(TO BE DONE): Rescale the lines from the one containing "[locate] beach chair" through the end of the items, inclusive, and give all of them again, requests included. Multiply every coordinate in the answers by 1.7 and round to whole numbers, halves up; leave the numbers in the requests and their format samples as they are.

━━━ SUPPLIED RECORDS

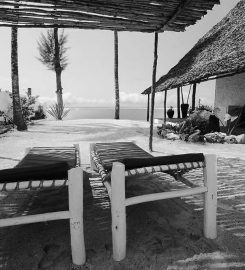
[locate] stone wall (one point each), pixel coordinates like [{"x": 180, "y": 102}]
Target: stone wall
[{"x": 229, "y": 91}]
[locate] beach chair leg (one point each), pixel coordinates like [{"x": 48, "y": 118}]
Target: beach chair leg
[
  {"x": 75, "y": 177},
  {"x": 92, "y": 165},
  {"x": 210, "y": 198},
  {"x": 118, "y": 211}
]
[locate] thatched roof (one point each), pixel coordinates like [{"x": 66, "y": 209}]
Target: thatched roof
[
  {"x": 120, "y": 15},
  {"x": 221, "y": 52}
]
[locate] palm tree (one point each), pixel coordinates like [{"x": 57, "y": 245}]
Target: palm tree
[
  {"x": 52, "y": 54},
  {"x": 117, "y": 104},
  {"x": 17, "y": 112}
]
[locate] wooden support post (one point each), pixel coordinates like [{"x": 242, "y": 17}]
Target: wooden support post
[
  {"x": 75, "y": 177},
  {"x": 92, "y": 164},
  {"x": 148, "y": 108},
  {"x": 153, "y": 89},
  {"x": 165, "y": 106},
  {"x": 193, "y": 104},
  {"x": 118, "y": 211},
  {"x": 178, "y": 102},
  {"x": 210, "y": 199},
  {"x": 116, "y": 78}
]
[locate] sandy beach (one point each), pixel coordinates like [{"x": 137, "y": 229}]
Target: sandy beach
[{"x": 160, "y": 235}]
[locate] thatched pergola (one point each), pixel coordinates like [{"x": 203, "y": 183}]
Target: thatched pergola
[
  {"x": 219, "y": 53},
  {"x": 116, "y": 15},
  {"x": 126, "y": 15}
]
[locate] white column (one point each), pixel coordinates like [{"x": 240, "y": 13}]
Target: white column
[
  {"x": 118, "y": 211},
  {"x": 75, "y": 187},
  {"x": 210, "y": 198}
]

━━━━━━

(RESPONSE TO THE TASK):
[locate] beach chair leg (one point each), pixel coordinates like [{"x": 48, "y": 118}]
Target: beach chair leg
[
  {"x": 128, "y": 301},
  {"x": 156, "y": 281},
  {"x": 357, "y": 337},
  {"x": 201, "y": 359}
]
[locate] thatched roof (one point each), pixel coordinates like [{"x": 66, "y": 209}]
Target: thatched roof
[
  {"x": 204, "y": 26},
  {"x": 376, "y": 88}
]
[locate] palm tree (one point each), pixel coordinates like [{"x": 57, "y": 245}]
Target: palm tree
[
  {"x": 88, "y": 92},
  {"x": 199, "y": 177},
  {"x": 29, "y": 190}
]
[locate] wooden support post (one point each), pixel coordinates like [{"x": 242, "y": 17}]
Target: wooden support post
[
  {"x": 128, "y": 301},
  {"x": 156, "y": 279},
  {"x": 252, "y": 184},
  {"x": 260, "y": 151},
  {"x": 281, "y": 180},
  {"x": 328, "y": 177},
  {"x": 201, "y": 359},
  {"x": 303, "y": 173},
  {"x": 357, "y": 338},
  {"x": 197, "y": 133}
]
[locate] sandy beach (one point each), pixel coordinates like [{"x": 137, "y": 229}]
Target: sandy beach
[{"x": 272, "y": 400}]
[locate] thatched pergola (one point each), pixel coordinates like [{"x": 203, "y": 183}]
Target: thatched pergola
[
  {"x": 372, "y": 90},
  {"x": 197, "y": 26},
  {"x": 214, "y": 26}
]
[locate] white column (one point each), pixel coordinates like [{"x": 240, "y": 13}]
Target: white column
[
  {"x": 201, "y": 359},
  {"x": 128, "y": 318},
  {"x": 357, "y": 337}
]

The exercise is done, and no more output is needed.